### [How to complete this task]
The answer must consist only of the lines from the line with "Would you mind pointing out the lying" to the line with "Would you mind pointing out the desert", both included, exactly as they stand below.

[Dataset items]
··········

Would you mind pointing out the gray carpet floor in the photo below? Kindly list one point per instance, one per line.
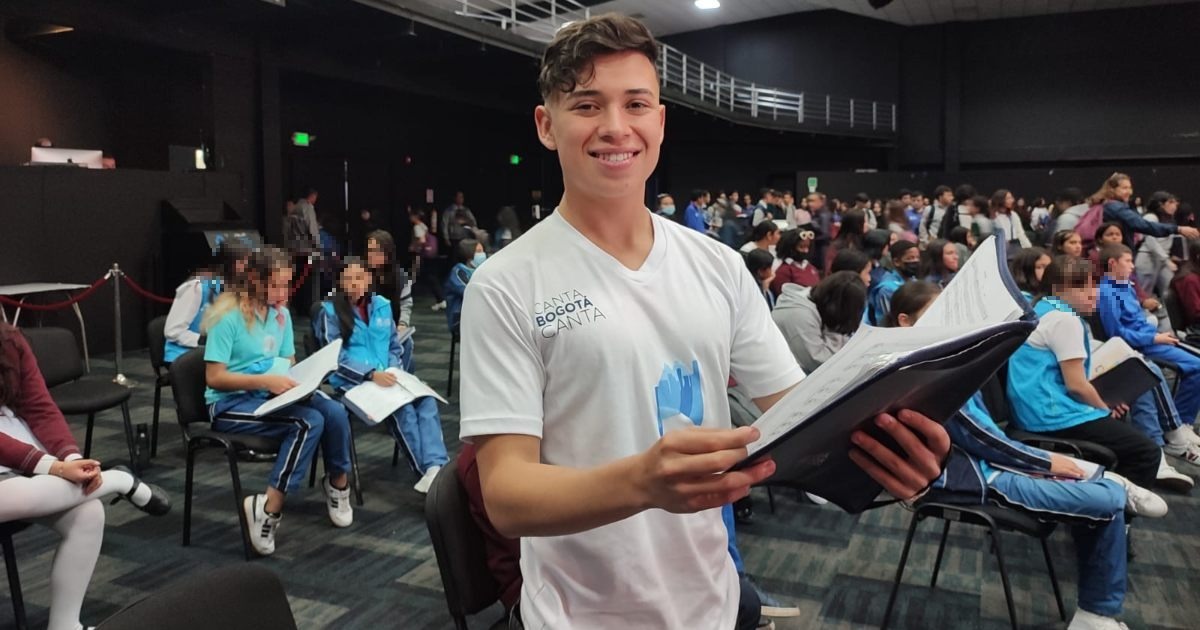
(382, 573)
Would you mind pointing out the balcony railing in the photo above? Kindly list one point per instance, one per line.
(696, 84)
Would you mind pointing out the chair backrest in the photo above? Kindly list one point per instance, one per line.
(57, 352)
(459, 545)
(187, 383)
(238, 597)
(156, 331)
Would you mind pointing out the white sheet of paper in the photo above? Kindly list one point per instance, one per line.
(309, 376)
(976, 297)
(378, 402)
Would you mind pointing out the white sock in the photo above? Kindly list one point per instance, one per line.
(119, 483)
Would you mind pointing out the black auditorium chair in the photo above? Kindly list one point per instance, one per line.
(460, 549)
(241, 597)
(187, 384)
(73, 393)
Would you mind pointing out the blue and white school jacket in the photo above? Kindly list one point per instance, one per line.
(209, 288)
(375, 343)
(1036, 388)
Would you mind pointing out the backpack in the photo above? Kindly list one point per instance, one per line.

··········

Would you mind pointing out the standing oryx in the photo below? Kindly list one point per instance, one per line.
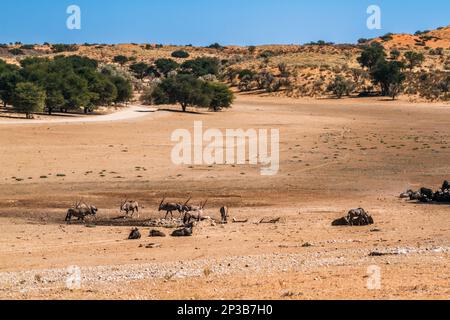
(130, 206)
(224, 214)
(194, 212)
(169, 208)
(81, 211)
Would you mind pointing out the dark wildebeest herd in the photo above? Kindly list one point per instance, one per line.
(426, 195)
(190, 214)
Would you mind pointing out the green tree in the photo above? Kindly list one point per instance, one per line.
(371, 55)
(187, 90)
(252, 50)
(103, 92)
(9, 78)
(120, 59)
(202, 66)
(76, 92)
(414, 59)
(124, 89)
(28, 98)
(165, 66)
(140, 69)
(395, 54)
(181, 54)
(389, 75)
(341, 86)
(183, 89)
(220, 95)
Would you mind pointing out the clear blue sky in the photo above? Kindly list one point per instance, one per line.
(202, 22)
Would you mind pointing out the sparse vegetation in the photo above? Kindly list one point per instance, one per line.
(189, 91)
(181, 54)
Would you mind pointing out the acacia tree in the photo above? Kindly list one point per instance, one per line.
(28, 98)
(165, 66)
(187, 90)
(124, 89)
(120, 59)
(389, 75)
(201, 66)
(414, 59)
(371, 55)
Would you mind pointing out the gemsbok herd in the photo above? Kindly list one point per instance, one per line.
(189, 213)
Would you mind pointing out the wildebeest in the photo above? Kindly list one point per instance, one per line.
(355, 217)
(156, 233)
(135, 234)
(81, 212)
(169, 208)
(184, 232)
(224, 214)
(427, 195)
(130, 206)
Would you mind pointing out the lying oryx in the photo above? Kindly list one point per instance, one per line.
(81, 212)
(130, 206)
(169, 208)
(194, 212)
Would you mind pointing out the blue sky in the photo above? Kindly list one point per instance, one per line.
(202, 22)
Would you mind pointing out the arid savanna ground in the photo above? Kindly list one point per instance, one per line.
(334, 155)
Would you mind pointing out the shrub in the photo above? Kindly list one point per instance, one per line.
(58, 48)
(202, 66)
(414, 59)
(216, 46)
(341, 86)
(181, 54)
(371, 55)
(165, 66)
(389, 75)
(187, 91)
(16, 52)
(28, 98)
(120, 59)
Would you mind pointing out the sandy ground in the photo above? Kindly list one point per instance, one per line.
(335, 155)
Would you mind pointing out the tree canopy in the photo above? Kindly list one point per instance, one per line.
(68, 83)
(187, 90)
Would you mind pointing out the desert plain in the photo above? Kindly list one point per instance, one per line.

··········

### [Result for this task]
Would you mind pointing out the lying oryx in the photo above? Kindly list one point per instance, one per line.
(81, 212)
(130, 206)
(169, 208)
(194, 212)
Would you mind pointing out the blue sky in the photo above? Kindly list one point per instance, one per line.
(202, 22)
Would you mind pointing out the arid savanna ground in the photo above? Kindly list one point per instance, one per line.
(334, 155)
Would you mind pointing out the shrub in the photo above? Kindly list one point per instance, one per line.
(58, 48)
(202, 66)
(414, 59)
(216, 46)
(341, 86)
(181, 54)
(371, 55)
(165, 66)
(389, 75)
(187, 91)
(16, 52)
(28, 98)
(120, 59)
Would you mind pointing out the sandy ground in the photo above? Kindly list one point per instance, one per line.
(335, 155)
Would you mind pointing out the tree canopy in the photo above? Kindly list one point per instance, one per line.
(68, 83)
(187, 90)
Would you mind pointing out the desert plain in the photo above? Kindly list one point per instance, one per line.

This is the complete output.